* BEGIN STORED DATA *

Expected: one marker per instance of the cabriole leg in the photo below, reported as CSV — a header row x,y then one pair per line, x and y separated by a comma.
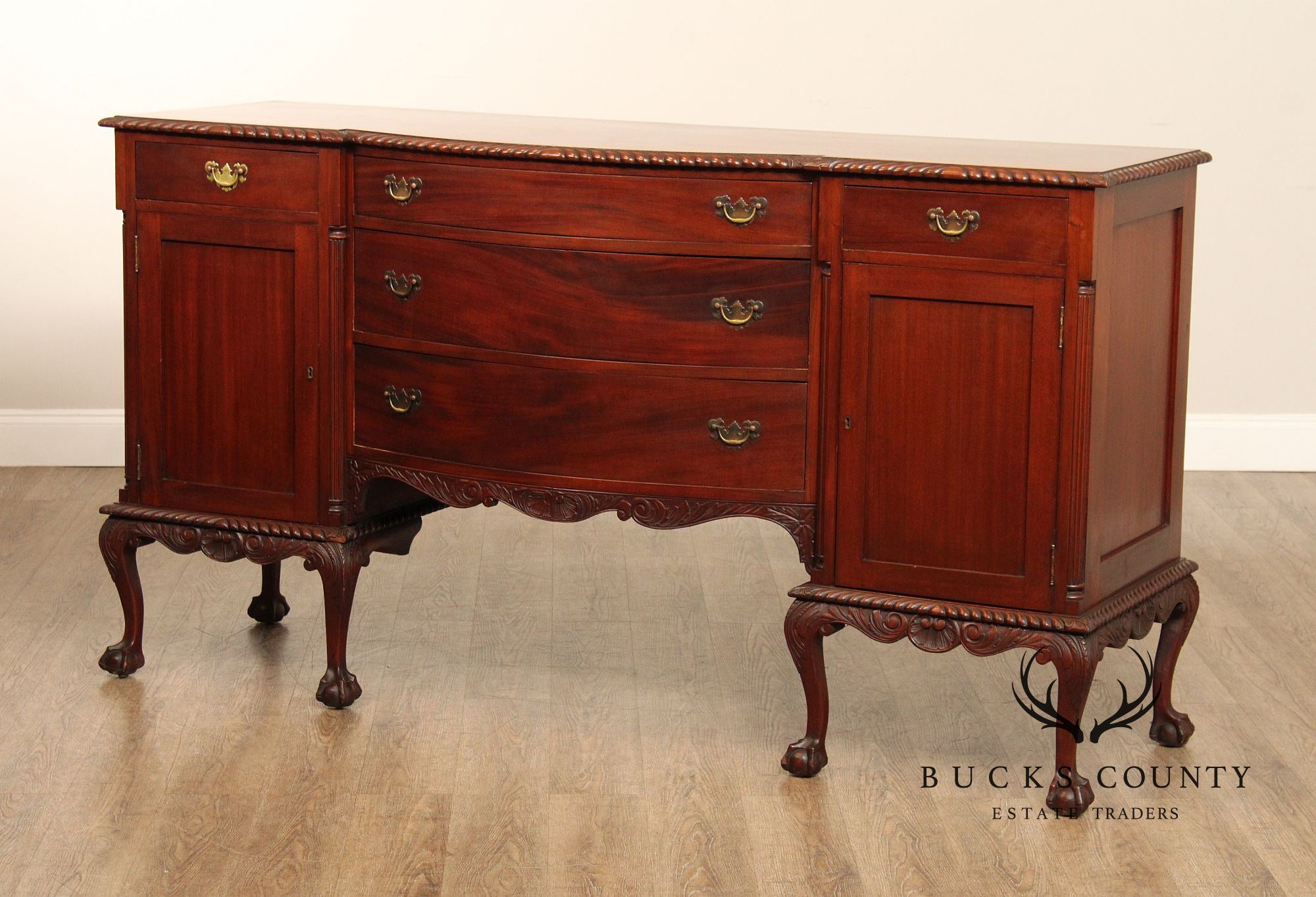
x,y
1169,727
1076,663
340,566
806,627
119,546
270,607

* END STORED DATA *
* BEGIN STORED DATA *

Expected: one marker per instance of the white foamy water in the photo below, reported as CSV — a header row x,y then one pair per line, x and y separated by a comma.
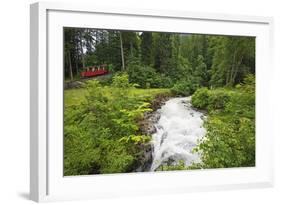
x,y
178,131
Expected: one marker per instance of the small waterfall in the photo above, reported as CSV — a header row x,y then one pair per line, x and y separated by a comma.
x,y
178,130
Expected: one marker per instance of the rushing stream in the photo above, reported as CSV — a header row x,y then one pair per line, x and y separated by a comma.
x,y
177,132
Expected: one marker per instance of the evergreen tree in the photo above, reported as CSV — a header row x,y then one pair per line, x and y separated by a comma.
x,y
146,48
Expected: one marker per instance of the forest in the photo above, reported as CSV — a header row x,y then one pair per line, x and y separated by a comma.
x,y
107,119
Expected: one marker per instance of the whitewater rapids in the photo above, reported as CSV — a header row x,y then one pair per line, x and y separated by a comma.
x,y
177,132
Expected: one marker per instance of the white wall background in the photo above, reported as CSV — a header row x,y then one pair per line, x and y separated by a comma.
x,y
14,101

* END STORED DATA *
* BEGIN STORED DATA *

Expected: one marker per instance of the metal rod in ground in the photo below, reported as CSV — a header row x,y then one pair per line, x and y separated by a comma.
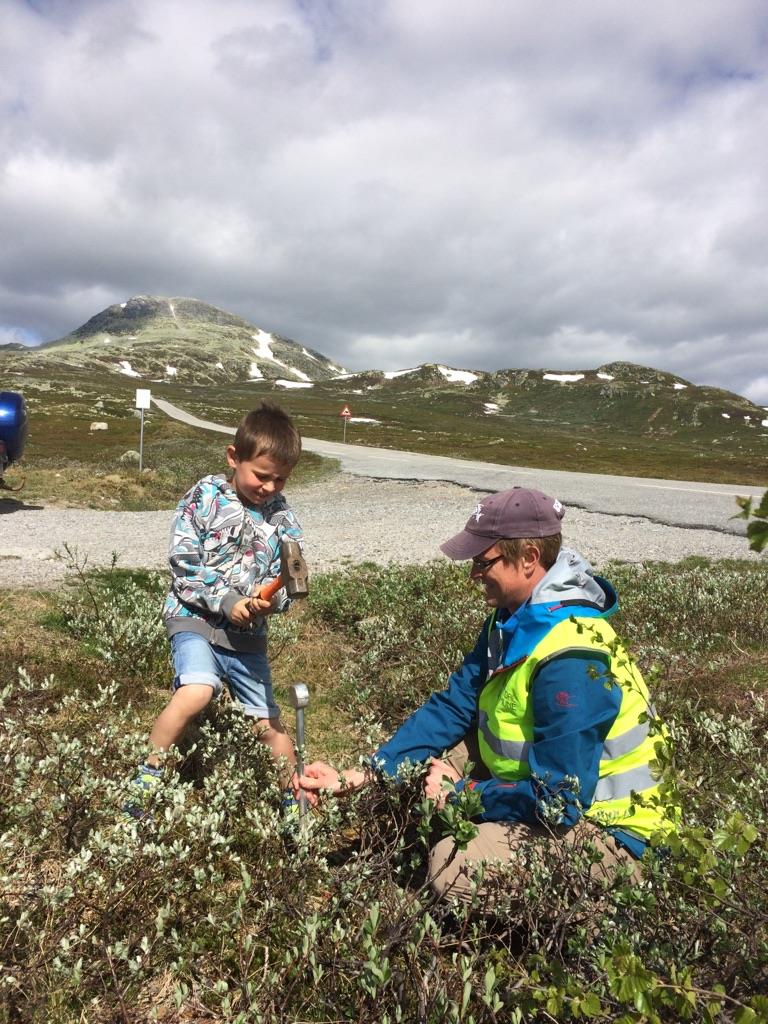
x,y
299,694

* END STORED DATA *

* **DIRECTIONS FOR THIS TASK**: Find each line in the material above that contains the word "small" and copy those lines out. Treat uppercase and lowercase as different.

* **FULL OUTPUT**:
Expected: one marker per instance of the small waterfall in the photo above, reported as CSV — a header row x,y then one pair per line, x and y separated by a comma.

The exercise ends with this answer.